# START OF Input records
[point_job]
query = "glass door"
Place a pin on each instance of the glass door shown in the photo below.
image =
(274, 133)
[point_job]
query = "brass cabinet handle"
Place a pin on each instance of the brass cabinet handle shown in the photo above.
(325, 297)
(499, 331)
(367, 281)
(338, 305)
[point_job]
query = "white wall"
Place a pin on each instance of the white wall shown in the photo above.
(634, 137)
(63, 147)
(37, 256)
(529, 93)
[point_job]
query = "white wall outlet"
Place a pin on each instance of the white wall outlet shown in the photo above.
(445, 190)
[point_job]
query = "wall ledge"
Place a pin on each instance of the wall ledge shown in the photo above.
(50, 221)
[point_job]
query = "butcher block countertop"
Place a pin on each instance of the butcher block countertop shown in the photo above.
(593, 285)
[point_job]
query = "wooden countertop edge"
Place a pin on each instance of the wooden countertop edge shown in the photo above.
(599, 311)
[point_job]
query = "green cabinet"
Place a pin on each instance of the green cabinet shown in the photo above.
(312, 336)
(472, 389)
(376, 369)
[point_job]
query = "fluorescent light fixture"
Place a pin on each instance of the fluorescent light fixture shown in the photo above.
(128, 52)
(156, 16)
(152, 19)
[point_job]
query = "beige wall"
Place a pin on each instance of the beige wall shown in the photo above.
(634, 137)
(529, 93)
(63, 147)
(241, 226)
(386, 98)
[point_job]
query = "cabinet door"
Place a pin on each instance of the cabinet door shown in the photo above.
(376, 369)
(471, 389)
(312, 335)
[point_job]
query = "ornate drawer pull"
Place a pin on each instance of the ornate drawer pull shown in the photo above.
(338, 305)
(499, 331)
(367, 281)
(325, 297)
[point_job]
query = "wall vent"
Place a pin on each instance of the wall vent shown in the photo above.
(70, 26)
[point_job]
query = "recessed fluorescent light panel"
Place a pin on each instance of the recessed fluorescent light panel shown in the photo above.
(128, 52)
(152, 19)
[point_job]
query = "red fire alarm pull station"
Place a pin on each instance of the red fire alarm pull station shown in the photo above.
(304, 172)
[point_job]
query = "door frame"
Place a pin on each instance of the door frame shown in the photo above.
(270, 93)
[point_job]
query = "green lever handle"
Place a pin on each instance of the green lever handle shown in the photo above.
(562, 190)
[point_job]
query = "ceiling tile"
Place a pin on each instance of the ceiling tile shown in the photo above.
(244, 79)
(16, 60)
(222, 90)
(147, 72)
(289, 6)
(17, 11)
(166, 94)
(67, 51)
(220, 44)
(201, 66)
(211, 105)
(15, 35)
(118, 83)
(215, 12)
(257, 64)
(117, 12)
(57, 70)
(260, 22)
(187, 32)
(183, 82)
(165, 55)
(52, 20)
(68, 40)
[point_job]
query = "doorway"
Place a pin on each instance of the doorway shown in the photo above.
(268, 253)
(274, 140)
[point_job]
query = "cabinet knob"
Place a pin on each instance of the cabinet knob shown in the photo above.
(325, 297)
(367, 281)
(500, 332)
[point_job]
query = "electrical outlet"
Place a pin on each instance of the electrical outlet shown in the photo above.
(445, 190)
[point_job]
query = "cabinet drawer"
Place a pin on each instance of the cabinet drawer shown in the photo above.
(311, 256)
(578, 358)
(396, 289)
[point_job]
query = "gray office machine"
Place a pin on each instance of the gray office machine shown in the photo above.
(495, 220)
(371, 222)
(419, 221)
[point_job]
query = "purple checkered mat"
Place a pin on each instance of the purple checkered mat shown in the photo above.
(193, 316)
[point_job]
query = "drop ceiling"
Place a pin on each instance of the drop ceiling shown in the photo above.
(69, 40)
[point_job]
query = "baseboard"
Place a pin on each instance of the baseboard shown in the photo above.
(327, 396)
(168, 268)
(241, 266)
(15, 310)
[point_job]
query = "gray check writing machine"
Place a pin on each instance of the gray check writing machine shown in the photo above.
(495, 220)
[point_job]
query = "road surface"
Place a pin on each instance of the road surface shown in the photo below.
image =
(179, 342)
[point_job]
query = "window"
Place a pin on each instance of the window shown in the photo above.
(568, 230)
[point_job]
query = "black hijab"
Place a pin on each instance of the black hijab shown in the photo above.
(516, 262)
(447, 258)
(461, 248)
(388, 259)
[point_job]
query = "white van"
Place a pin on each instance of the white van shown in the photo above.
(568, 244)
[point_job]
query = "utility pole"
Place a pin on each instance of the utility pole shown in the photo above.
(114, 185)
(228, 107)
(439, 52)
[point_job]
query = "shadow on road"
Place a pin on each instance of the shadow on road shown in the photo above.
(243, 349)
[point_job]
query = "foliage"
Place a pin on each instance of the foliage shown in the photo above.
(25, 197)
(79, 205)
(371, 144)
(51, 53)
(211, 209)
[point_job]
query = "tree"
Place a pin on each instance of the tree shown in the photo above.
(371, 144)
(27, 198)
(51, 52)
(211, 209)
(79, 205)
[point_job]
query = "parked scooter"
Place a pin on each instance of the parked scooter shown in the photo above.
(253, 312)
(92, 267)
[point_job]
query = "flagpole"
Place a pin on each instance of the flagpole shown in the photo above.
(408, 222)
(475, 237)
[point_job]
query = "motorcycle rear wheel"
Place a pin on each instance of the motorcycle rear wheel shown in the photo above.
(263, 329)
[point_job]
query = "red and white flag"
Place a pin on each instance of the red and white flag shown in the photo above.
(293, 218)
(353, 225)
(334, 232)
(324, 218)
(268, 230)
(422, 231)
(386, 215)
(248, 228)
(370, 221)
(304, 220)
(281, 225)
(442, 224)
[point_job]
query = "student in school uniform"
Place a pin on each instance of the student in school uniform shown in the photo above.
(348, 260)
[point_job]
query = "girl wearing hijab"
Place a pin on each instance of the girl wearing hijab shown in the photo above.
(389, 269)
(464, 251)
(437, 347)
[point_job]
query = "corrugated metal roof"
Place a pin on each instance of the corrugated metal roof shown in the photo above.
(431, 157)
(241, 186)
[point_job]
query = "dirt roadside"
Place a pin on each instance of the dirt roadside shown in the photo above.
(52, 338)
# END OF Input records
• _Direction_
Reproduce the complete data exactly as presented above.

• _Correct response_
[point_job]
query = "glass door"
Place a pin on each instance of the glass door shown in the photo below.
image =
(274, 133)
[point_job]
query = "brass cabinet handle"
Place a pin on each instance of the brass cabinet handle shown in the photo above.
(325, 297)
(499, 331)
(367, 281)
(338, 305)
[point_job]
query = "white wall"
Place a pin on each instance of the white wall shown in the photo above.
(634, 137)
(63, 147)
(37, 256)
(529, 93)
[point_job]
query = "white wall outlet"
Place a pin on each instance of the white wall outlet shown in the photo above.
(445, 190)
[point_job]
query = "wall ledge"
Place a pin on each instance of the wall ledge shown in the photo above.
(50, 221)
[point_job]
query = "butcher block countertop"
Place a pin on each instance of the butcher block countertop shown in the photo above.
(593, 285)
[point_job]
query = "wooden countertop edge"
Place a pin on each instance of the wooden countertop edge shown in the photo above.
(599, 311)
[point_job]
query = "green cabinet"
Place a pin on each instance of the green cabinet shown in the photo above.
(312, 336)
(472, 389)
(376, 369)
[point_job]
query = "fluorescent light fixture"
Place a pin on each instance of the fluorescent light fixture shown in the photo above.
(128, 52)
(156, 16)
(152, 19)
[point_job]
query = "beige wall"
Place a pin on each instance of the beige wall shown in the photo above.
(634, 137)
(529, 93)
(63, 147)
(241, 226)
(386, 98)
[point_job]
query = "cabinet door"
Place a pin on each instance of the cabinet door shown in the photo above.
(376, 369)
(471, 389)
(312, 335)
[point_job]
query = "ornate drawer pull"
Place a pin on each instance of the ornate drawer pull shown in the photo above.
(338, 305)
(499, 331)
(367, 281)
(325, 297)
[point_job]
query = "wall vent"
Place a pin on each instance of the wall vent shown in the photo above.
(70, 26)
[point_job]
query = "recessed fluorescent light panel"
Place a pin on each instance of the recessed fluorescent light panel shown in the photo above.
(128, 52)
(152, 19)
[point_job]
query = "red fire alarm pull station"
Place a pin on each instance of the red fire alarm pull station shown in the photo above.
(304, 172)
[point_job]
query = "door frame"
Place a pin on each instance of the door frame shown in the photo above.
(270, 93)
[point_job]
query = "green lever handle"
Place a pin on each instance of the green lever handle shown in the photo above.
(562, 190)
[point_job]
query = "ceiling tile"
Place a pin on each instance of the ceiling tile shown in the photo above.
(244, 79)
(16, 60)
(222, 90)
(147, 72)
(289, 6)
(17, 11)
(166, 94)
(67, 51)
(220, 44)
(201, 66)
(211, 105)
(15, 35)
(118, 83)
(215, 12)
(257, 64)
(117, 12)
(57, 70)
(260, 22)
(187, 32)
(183, 82)
(165, 55)
(52, 20)
(68, 40)
[point_job]
query = "doorway"
Place a pin on each instance of the doorway shown in the photo above.
(268, 253)
(274, 140)
[point_job]
query = "cabinet knob"
Place a pin on each instance of the cabinet knob shown in the photo above.
(325, 297)
(367, 281)
(500, 332)
[point_job]
query = "electrical outlet"
Place a pin on each instance of the electrical outlet shown in the photo above.
(445, 190)
[point_job]
query = "cabinet drawer"
Place a pin on each instance of the cabinet drawer shown in the photo above.
(311, 256)
(578, 358)
(396, 289)
[point_job]
query = "gray office machine"
Place a pin on each instance of the gray office machine shown in the photo above.
(495, 220)
(371, 222)
(419, 221)
[point_job]
query = "purple checkered mat"
Place a pin on each instance of the purple checkered mat shown in the photo above.
(193, 316)
[point_job]
query = "drop ceiling"
Place a pin on each instance of the drop ceiling shown in the photo above.
(69, 40)
[point_job]
query = "baseboard"
Place a pin on each instance of the baseboard shown in the photo above.
(327, 396)
(168, 268)
(241, 266)
(15, 310)
[point_job]
query = "gray check writing machine"
Place a pin on each instance of the gray check writing machine shown in the photo above.
(495, 220)
[point_job]
query = "road surface"
Place a pin on each instance of the road surface shown in the photo below.
image =
(179, 342)
[point_job]
query = "window"
Place a pin on each instance of the window shown in the photo above.
(568, 230)
[point_job]
query = "black hijab"
Place a pin on each instance of the black hijab shown in the photo above.
(516, 262)
(447, 258)
(461, 248)
(388, 259)
[point_job]
query = "white van"
Place a pin on each instance of the white van shown in the photo above.
(568, 244)
[point_job]
query = "utility pole"
Place a pin on each instance of the utility pole shown in the photo above.
(114, 185)
(228, 107)
(439, 52)
[point_job]
query = "shadow on road"
Place a pin on each instance of the shadow on road shown in the photo above.
(243, 349)
[point_job]
query = "foliage"
Place a pin on each instance of the foliage shown in the photo above.
(25, 197)
(79, 205)
(371, 144)
(51, 53)
(211, 209)
[point_job]
query = "tree"
Place a pin on each instance of the tree shown in the photo above.
(371, 144)
(27, 198)
(51, 52)
(211, 209)
(79, 205)
[point_job]
query = "parked scooter"
Place a pin on each instance of the parked scooter shown in the photo above.
(253, 312)
(92, 267)
[point_job]
query = "flagpole"
Place a pin on each instance of the flagpole shown in the photo above.
(408, 222)
(475, 237)
[point_job]
query = "motorcycle rear wheel"
Place a pin on each instance of the motorcycle rear wheel shown in the photo above.
(263, 329)
[point_job]
query = "red and white flag"
Place a pin on each instance of the red and white flag shown in the photo above.
(293, 218)
(353, 225)
(334, 232)
(324, 218)
(268, 230)
(422, 231)
(386, 215)
(248, 228)
(370, 221)
(304, 220)
(281, 225)
(442, 224)
[point_job]
query = "student in school uniform"
Place a pin on each instance of the student in school uniform shown in the photo above.
(348, 260)
[point_job]
query = "girl wearing hijab"
Place a pin on each instance of the girl wearing hijab shown in the photo above.
(389, 269)
(464, 251)
(437, 347)
[point_job]
query = "corrugated metal roof"
Place a pin on each instance of the corrugated metal roof shown in the photo above.
(431, 157)
(241, 186)
[point_job]
query = "dirt roadside"
Place a pin on each instance of the dirt roadside shown in the photo above.
(52, 338)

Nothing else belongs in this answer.